▶ [ASSIGNED TASK]
Retype exactly the lines from the line with "Target: white switch plate" to the end of the data, keeping both boundary lines.

◇ ◇ ◇ ◇ ◇

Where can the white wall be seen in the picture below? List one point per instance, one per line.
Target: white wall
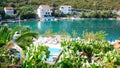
(9, 12)
(65, 9)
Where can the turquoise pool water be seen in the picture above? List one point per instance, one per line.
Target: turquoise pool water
(53, 51)
(111, 27)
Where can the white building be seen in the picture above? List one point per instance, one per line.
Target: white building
(44, 12)
(66, 9)
(9, 10)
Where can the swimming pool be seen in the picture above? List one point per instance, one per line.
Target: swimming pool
(111, 27)
(53, 51)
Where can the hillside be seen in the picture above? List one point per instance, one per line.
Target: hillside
(79, 4)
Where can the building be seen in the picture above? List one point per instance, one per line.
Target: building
(9, 10)
(66, 9)
(116, 12)
(45, 12)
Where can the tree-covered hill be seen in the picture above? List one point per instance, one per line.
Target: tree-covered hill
(79, 4)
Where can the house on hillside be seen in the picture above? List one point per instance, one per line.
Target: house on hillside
(9, 10)
(66, 9)
(116, 12)
(44, 12)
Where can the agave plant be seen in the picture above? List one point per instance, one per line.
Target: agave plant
(35, 57)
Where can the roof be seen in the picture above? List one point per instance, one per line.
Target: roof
(46, 6)
(8, 8)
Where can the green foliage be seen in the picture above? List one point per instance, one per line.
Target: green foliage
(79, 4)
(94, 36)
(9, 16)
(2, 13)
(74, 33)
(35, 57)
(26, 12)
(79, 54)
(98, 14)
(48, 33)
(24, 39)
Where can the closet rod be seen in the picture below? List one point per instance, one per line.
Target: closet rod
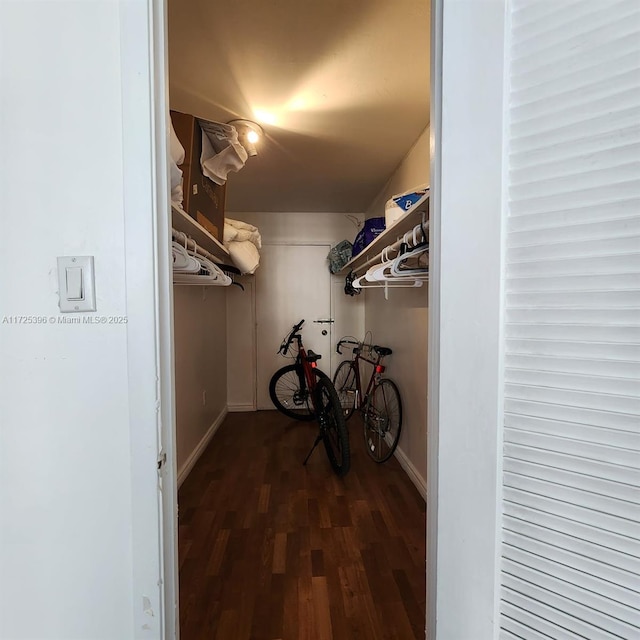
(391, 247)
(183, 238)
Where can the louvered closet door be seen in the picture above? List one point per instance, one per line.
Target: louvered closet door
(570, 565)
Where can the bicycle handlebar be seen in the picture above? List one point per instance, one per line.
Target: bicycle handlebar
(284, 347)
(341, 342)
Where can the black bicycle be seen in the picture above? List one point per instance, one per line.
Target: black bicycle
(379, 403)
(303, 392)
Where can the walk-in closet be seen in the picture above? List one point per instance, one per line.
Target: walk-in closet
(294, 127)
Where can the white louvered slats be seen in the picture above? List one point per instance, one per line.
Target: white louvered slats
(570, 548)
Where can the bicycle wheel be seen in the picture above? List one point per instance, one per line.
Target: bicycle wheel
(288, 396)
(333, 427)
(383, 420)
(344, 381)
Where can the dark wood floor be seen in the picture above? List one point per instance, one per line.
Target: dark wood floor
(271, 550)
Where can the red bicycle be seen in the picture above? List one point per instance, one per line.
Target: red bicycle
(303, 392)
(380, 404)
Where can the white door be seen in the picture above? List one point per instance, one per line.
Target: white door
(292, 283)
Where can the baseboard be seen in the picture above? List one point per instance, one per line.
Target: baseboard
(419, 482)
(241, 408)
(190, 462)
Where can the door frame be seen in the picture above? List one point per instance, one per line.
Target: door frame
(469, 53)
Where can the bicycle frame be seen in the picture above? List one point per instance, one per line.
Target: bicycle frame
(307, 365)
(378, 370)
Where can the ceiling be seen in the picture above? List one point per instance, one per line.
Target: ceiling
(341, 88)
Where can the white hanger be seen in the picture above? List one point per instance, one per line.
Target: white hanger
(182, 261)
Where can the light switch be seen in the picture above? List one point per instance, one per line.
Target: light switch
(76, 284)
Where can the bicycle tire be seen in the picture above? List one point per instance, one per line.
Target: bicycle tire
(284, 391)
(333, 427)
(344, 380)
(382, 420)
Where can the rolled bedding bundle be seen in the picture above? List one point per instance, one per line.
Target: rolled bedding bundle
(243, 241)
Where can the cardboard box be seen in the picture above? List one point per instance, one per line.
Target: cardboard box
(204, 200)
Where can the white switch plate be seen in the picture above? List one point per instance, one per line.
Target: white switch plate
(87, 286)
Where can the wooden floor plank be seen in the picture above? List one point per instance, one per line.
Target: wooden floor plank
(272, 550)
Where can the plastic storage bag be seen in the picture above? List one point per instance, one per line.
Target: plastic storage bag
(339, 255)
(373, 227)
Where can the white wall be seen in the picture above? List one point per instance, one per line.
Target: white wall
(297, 228)
(200, 339)
(412, 172)
(401, 323)
(465, 341)
(78, 402)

◇ ◇ ◇ ◇ ◇

▶ [ANSWER SECTION]
Target: white switch plate
(87, 286)
Where can the wooden floor plank be seen in the picture above? List one point per instance, one per line.
Target: wooden floor plank
(272, 550)
Where can the plastic storage bag be seen in the picture above? List one point per instance, one per line.
Target: plastic storage bag
(339, 255)
(373, 227)
Where can the white wall be seen in the picture above? List one point per instance, one per line.
Target: white wall
(297, 228)
(200, 339)
(412, 172)
(401, 323)
(465, 341)
(78, 402)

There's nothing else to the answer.